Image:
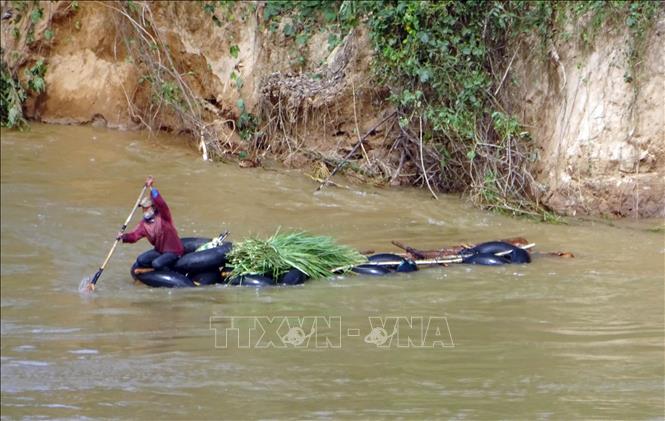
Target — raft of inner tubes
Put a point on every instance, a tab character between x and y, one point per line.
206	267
...
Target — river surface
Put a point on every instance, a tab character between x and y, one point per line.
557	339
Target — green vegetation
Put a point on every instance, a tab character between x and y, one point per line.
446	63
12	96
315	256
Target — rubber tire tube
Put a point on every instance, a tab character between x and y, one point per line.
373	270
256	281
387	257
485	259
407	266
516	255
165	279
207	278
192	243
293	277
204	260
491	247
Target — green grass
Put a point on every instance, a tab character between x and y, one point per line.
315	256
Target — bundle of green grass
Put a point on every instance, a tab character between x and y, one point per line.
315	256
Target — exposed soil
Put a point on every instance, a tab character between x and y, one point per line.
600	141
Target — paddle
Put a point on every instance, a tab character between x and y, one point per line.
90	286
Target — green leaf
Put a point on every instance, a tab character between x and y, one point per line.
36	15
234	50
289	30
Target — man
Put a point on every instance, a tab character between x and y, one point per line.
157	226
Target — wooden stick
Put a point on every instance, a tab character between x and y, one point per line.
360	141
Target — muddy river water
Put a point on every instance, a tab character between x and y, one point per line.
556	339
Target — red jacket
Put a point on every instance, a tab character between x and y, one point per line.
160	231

### Written task
Show every line of the records above that contains the word "river", copying each such line in full.

### Result of this task
Target — river surface
Target — muddy river water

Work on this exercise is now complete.